» **Prompt 1**: For the nuclear power passage, decide whether each statement agrees with it. Answer yes or no, and quote the words that settle it. (a) The uranium and thorium in the earth's crust could power nuclear reactors up to the year 4000. (b) Natural gas is found mainly in Europe. (c) About half the electricity made in industrial countries comes from coal fired plants.
» **Prompt 2**: Extend the nuclear power passage from its last sentence, keeping the same voice and line of explanation.

» **Quoted passage**:
BEGIN

Expert: Osman Kemal Kadiroglu - 5/11/2009

Question
Hi I'm a student from Miller Middle School. I am working on a project for Language Arts. The project requires and expert. I have a few questions that need to be answered.
1)Why is Nuclear power good?
2)What are the affects of nuclear power?
Return your answers a soon as possible. Thank You!!!

Answer
Hi Kristin,

Nuclear energy and language Arts!? You got me. :))

Your question is very very broad. I will answer it the way I understand it.

1) Nuclear power is an alternative to limited resources like hydro and fossil, and so called "alternative resources" like wind, solar, etc. Let me compare all the available energy resources with nuclear and you decide if nuclear is "good".

Resources:

Fossil fuels are petroleum, natural gas and coal. You can add wood, dunk and what not but they are not the main stream resources to produce electricity. There is limited amount of fossil fuels in the crust of the Earth. I am sure you are aware of the petroleum crises. So petroleum is out of question. We have use it in transportation and petrochemical industries. So burning petroleum is like to kill a mocking bird.

We have quite a lot of natural gas mainly situated in the Middle East and Central Asia. One needs to build expensive pipelines to carry them to other countries.

We have huge quantities of coal all around the World. Coal is used a lot, usually half of the electricity produced in industrial countries comes from coal fired plants.

Wind and solar energy is abundant but its intensity is very low. To produce 1 MW of electric power one needs a very large area to collect sun rays or build a huge wind turbine.

Nuclear energy resources are uranium, thorium and deuterium. The amount of uranium and thorium available in the earths crust is sufficient to power nuclear reactors up to year 4000. Then there is the huge deuterium supply in the oceans of the earth. In other words nuclear resources are almost inexhaustible.

Price:

To calculate the price of electricity produced by a power plant one has to consider the value of the land used, amount of construction work done on the site, price of the machinery, cost of operating such a power plant, salaries paid, interest paid to the bank where the credit is obtained to build the power plant. Then, for say, 20 years, the money paid for the purchase of fuel is added to the sum. In 20 year lots of electricity is produced and sold. Diving the amount of money spent in 20 years to the amount of electricity produced yields the cost of electricity. Like 3 cents/kWh.

END

» **Supplied data**:
BEGIN

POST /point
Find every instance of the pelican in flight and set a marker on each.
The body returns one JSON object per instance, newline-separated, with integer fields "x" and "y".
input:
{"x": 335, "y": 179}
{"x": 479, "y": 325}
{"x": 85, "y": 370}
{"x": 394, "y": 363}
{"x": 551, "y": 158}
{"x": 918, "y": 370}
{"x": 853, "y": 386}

END

» **Response box 1**:
(a) Yes: "The amount of uranium and thorium available in the earths crust is sufficient to power nuclear reactors up to year 4000."
(b) No: "We have quite a lot of natural gas mainly situated in the Middle East and Central Asia."
(c) Yes: "usually half of the electricity produced in industrial countries comes from coal fired plants."

» **Response box 2**:
Hydroelectric power plants cost a lot. The "fuel" for them being a river water is free. So a large hydroelectric power plant produces electricity around 2cent/kWh. The coal fired plants are simpler to build but uses huge amount of coal, like millions of tons a year. They produce electricity around 3 - 5 cents/kWh. Hydro power plants should not be compared with fossil fired power plants. One can build a nuclear power plant any where one likes but one can not build a hydro plant near Boston or Ankara.

Natural gas power plants are build in short time spans and they produce electricity similar to coal fired plants.

Nuclear power plants are very expensive to build and operate but the fuel they use are very inexpensive. A new nuclear power plant produces electricity around 3 - 4 cents/kWh. This price includes all the waste handling and decommissioning and disassembling the nuclear power plant.

The so called "alternative" energy power plants produce electricity at much higher rates. Presently they are not economical. Only wind at special locations with subsidies seems to be bit economical.

Environment:  

All fossil fired plants pollute the earth. CO2, SO2, NOx radioactive material in the fly ash and millions of tons of ash from coal fired plants. Harmful gases from oil and gas fired plants are unavoidable. Fossil fired plants are one of the main reasons of global warming.

Nuclear power plants do not emit any of these harmful substances to the environment they are clean power plants.    

Yes nuclear power is GOOD.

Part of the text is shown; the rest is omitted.